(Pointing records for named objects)
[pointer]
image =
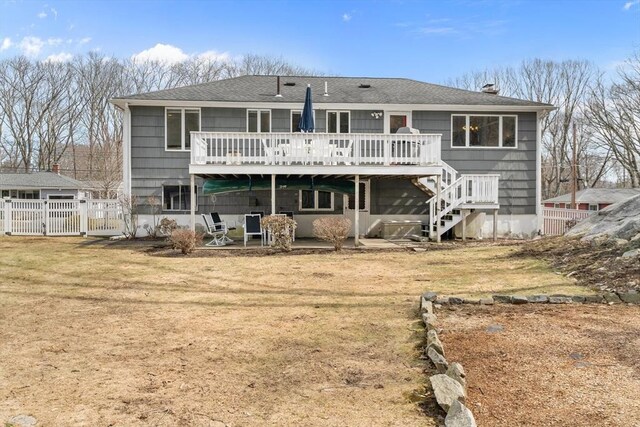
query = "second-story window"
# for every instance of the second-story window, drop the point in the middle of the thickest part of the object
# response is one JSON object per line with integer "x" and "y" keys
{"x": 258, "y": 121}
{"x": 497, "y": 131}
{"x": 338, "y": 122}
{"x": 180, "y": 122}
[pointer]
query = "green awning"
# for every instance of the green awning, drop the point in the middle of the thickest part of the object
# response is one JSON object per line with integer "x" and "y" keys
{"x": 224, "y": 185}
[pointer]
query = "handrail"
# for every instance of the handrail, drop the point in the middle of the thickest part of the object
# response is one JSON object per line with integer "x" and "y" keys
{"x": 238, "y": 148}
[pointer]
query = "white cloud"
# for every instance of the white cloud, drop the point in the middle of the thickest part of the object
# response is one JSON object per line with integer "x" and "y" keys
{"x": 6, "y": 44}
{"x": 437, "y": 30}
{"x": 59, "y": 57}
{"x": 212, "y": 55}
{"x": 31, "y": 46}
{"x": 162, "y": 53}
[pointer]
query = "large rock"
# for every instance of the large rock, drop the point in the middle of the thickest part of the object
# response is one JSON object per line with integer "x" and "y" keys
{"x": 459, "y": 416}
{"x": 430, "y": 320}
{"x": 434, "y": 342}
{"x": 456, "y": 371}
{"x": 438, "y": 360}
{"x": 618, "y": 221}
{"x": 22, "y": 421}
{"x": 447, "y": 390}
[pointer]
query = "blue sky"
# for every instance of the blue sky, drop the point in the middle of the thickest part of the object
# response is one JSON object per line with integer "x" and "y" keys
{"x": 425, "y": 40}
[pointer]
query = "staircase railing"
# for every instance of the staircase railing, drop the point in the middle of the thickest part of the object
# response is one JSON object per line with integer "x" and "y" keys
{"x": 467, "y": 189}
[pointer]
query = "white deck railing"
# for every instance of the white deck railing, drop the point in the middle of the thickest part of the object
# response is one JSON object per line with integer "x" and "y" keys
{"x": 558, "y": 221}
{"x": 242, "y": 148}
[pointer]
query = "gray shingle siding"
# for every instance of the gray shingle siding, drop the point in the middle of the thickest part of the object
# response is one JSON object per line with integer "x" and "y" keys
{"x": 152, "y": 166}
{"x": 516, "y": 166}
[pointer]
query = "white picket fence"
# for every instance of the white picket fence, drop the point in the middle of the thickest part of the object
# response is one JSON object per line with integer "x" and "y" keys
{"x": 558, "y": 221}
{"x": 60, "y": 217}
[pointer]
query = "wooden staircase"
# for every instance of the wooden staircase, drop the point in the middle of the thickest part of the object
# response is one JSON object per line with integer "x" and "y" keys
{"x": 457, "y": 192}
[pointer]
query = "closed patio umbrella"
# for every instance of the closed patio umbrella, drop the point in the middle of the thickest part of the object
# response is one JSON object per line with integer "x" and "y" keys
{"x": 306, "y": 119}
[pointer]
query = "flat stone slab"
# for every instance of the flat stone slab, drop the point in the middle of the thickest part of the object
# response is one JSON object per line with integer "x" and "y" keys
{"x": 560, "y": 300}
{"x": 610, "y": 297}
{"x": 630, "y": 297}
{"x": 430, "y": 321}
{"x": 456, "y": 371}
{"x": 492, "y": 329}
{"x": 505, "y": 299}
{"x": 459, "y": 416}
{"x": 434, "y": 342}
{"x": 429, "y": 296}
{"x": 447, "y": 390}
{"x": 517, "y": 299}
{"x": 23, "y": 421}
{"x": 438, "y": 360}
{"x": 538, "y": 299}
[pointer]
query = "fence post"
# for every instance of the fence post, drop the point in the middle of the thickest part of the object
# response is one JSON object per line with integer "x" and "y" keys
{"x": 84, "y": 217}
{"x": 45, "y": 221}
{"x": 7, "y": 217}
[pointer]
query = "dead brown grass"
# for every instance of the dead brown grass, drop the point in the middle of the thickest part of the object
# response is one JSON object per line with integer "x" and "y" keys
{"x": 94, "y": 334}
{"x": 571, "y": 365}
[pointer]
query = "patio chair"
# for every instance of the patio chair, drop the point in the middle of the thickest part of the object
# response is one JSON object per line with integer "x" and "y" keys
{"x": 253, "y": 227}
{"x": 217, "y": 236}
{"x": 218, "y": 224}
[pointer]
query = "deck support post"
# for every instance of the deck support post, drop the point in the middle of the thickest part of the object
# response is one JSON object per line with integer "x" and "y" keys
{"x": 495, "y": 225}
{"x": 464, "y": 225}
{"x": 193, "y": 202}
{"x": 356, "y": 219}
{"x": 438, "y": 206}
{"x": 273, "y": 194}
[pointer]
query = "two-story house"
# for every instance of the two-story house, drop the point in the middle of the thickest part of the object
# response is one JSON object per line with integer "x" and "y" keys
{"x": 233, "y": 146}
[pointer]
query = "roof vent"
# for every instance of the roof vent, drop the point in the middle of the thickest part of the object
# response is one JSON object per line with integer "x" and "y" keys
{"x": 490, "y": 89}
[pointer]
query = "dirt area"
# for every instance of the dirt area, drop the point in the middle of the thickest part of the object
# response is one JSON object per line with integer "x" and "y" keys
{"x": 100, "y": 334}
{"x": 600, "y": 267}
{"x": 542, "y": 365}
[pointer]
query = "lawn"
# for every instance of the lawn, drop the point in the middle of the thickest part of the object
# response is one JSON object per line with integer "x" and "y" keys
{"x": 108, "y": 334}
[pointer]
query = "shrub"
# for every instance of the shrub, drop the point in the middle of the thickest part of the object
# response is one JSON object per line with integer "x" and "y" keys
{"x": 185, "y": 240}
{"x": 332, "y": 229}
{"x": 167, "y": 226}
{"x": 280, "y": 230}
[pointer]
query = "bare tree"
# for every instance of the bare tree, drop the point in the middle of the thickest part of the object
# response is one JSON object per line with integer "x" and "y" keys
{"x": 615, "y": 114}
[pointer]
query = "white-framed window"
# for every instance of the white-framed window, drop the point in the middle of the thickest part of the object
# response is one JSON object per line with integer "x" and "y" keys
{"x": 484, "y": 130}
{"x": 338, "y": 121}
{"x": 258, "y": 120}
{"x": 295, "y": 119}
{"x": 178, "y": 124}
{"x": 315, "y": 200}
{"x": 177, "y": 197}
{"x": 21, "y": 194}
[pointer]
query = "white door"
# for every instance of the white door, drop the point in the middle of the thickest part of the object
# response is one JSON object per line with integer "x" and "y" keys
{"x": 349, "y": 207}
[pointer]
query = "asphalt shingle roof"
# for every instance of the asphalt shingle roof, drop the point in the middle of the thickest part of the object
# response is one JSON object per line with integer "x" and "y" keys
{"x": 340, "y": 89}
{"x": 597, "y": 195}
{"x": 39, "y": 180}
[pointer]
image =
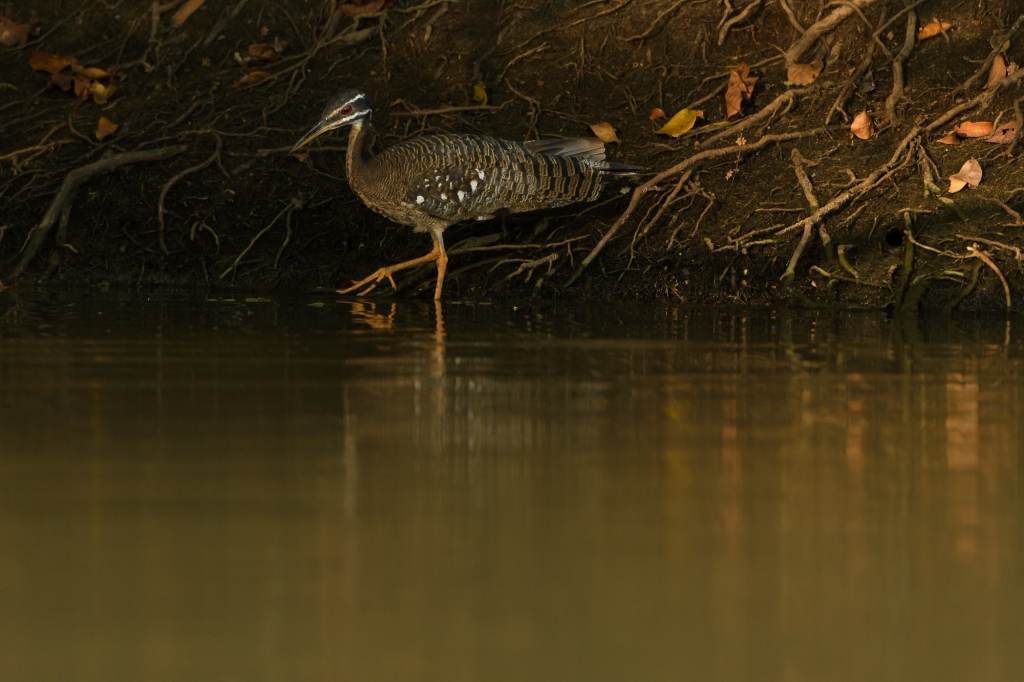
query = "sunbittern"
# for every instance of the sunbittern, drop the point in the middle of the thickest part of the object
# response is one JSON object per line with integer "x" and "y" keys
{"x": 434, "y": 181}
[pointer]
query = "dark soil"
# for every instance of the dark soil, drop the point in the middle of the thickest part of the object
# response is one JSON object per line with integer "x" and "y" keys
{"x": 551, "y": 68}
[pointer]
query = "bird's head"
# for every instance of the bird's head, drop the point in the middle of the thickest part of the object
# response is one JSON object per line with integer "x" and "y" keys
{"x": 347, "y": 108}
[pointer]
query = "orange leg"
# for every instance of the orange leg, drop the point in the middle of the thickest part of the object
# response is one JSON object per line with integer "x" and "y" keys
{"x": 436, "y": 255}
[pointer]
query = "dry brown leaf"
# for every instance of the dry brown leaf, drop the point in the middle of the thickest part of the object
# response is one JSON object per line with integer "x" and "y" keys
{"x": 861, "y": 126}
{"x": 970, "y": 174}
{"x": 100, "y": 93}
{"x": 1004, "y": 134}
{"x": 91, "y": 73}
{"x": 185, "y": 10}
{"x": 997, "y": 72}
{"x": 804, "y": 74}
{"x": 974, "y": 129}
{"x": 49, "y": 62}
{"x": 932, "y": 29}
{"x": 681, "y": 122}
{"x": 13, "y": 34}
{"x": 374, "y": 6}
{"x": 605, "y": 132}
{"x": 252, "y": 78}
{"x": 740, "y": 88}
{"x": 105, "y": 127}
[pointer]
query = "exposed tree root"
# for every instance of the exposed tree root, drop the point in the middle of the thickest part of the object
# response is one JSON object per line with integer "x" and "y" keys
{"x": 72, "y": 181}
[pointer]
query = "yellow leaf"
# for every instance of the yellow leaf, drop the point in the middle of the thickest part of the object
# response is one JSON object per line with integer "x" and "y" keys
{"x": 931, "y": 30}
{"x": 681, "y": 122}
{"x": 605, "y": 132}
{"x": 105, "y": 127}
{"x": 480, "y": 94}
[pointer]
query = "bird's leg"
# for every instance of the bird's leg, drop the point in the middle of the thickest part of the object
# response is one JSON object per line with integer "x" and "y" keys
{"x": 441, "y": 264}
{"x": 435, "y": 255}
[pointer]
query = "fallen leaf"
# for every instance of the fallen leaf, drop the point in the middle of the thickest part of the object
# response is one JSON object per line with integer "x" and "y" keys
{"x": 49, "y": 62}
{"x": 681, "y": 122}
{"x": 974, "y": 129}
{"x": 88, "y": 72}
{"x": 997, "y": 72}
{"x": 262, "y": 51}
{"x": 605, "y": 132}
{"x": 100, "y": 93}
{"x": 370, "y": 8}
{"x": 184, "y": 11}
{"x": 740, "y": 88}
{"x": 932, "y": 29}
{"x": 252, "y": 78}
{"x": 970, "y": 174}
{"x": 861, "y": 126}
{"x": 13, "y": 34}
{"x": 105, "y": 127}
{"x": 804, "y": 74}
{"x": 1004, "y": 134}
{"x": 480, "y": 93}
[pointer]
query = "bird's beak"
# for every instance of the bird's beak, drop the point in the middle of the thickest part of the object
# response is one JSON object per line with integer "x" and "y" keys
{"x": 316, "y": 131}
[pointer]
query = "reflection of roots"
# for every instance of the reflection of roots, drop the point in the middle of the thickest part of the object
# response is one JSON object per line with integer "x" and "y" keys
{"x": 529, "y": 266}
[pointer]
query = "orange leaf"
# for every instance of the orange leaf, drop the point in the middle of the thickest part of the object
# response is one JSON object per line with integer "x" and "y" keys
{"x": 970, "y": 174}
{"x": 105, "y": 127}
{"x": 997, "y": 72}
{"x": 13, "y": 34}
{"x": 804, "y": 74}
{"x": 370, "y": 8}
{"x": 49, "y": 62}
{"x": 100, "y": 93}
{"x": 932, "y": 29}
{"x": 605, "y": 132}
{"x": 976, "y": 129}
{"x": 1004, "y": 134}
{"x": 184, "y": 11}
{"x": 740, "y": 87}
{"x": 252, "y": 78}
{"x": 89, "y": 72}
{"x": 861, "y": 126}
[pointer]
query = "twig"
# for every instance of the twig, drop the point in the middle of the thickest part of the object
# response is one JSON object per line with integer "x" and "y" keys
{"x": 685, "y": 165}
{"x": 987, "y": 64}
{"x": 72, "y": 181}
{"x": 820, "y": 28}
{"x": 909, "y": 41}
{"x": 738, "y": 18}
{"x": 978, "y": 253}
{"x": 170, "y": 183}
{"x": 786, "y": 98}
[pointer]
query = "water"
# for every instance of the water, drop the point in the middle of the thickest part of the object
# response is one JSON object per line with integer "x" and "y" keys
{"x": 268, "y": 489}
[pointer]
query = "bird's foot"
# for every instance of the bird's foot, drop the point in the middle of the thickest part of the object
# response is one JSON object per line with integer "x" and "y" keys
{"x": 373, "y": 281}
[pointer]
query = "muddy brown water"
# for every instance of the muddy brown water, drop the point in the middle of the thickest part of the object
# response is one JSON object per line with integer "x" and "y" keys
{"x": 322, "y": 489}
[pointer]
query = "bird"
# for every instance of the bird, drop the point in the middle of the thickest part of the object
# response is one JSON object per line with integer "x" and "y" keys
{"x": 434, "y": 181}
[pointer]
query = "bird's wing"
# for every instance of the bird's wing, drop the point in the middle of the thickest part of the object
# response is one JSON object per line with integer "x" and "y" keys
{"x": 474, "y": 177}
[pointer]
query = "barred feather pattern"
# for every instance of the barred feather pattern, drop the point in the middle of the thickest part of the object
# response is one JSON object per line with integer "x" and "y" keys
{"x": 437, "y": 180}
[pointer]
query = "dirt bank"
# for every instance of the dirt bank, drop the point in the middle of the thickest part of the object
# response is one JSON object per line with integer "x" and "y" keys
{"x": 212, "y": 197}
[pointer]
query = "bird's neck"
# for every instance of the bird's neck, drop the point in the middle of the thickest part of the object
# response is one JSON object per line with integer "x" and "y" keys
{"x": 355, "y": 166}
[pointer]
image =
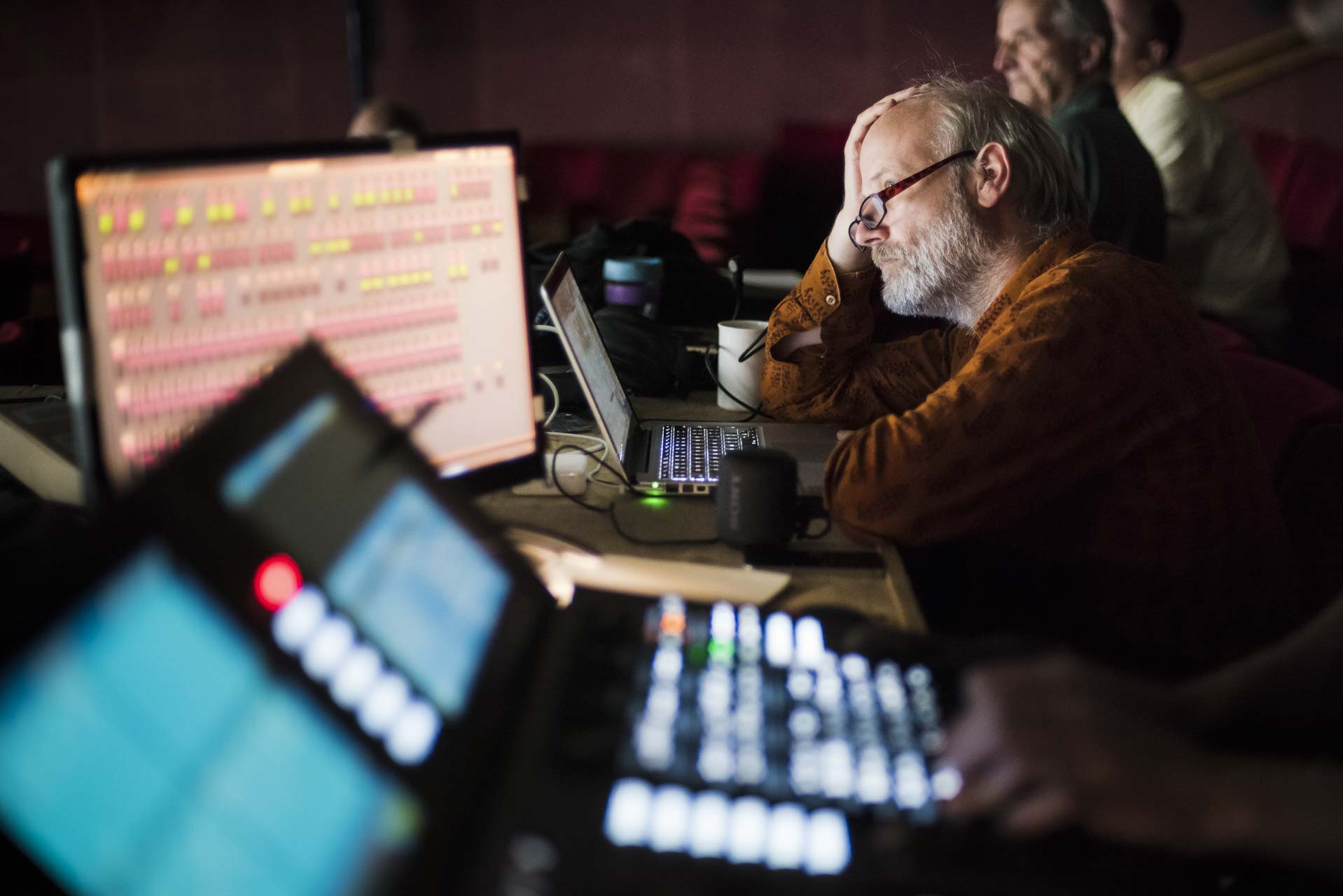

> [EXERCISE AIM] How many lines in the listing above contain the string "pattern"? Reply with the number alone.

> [CORRECT ANSWER] 2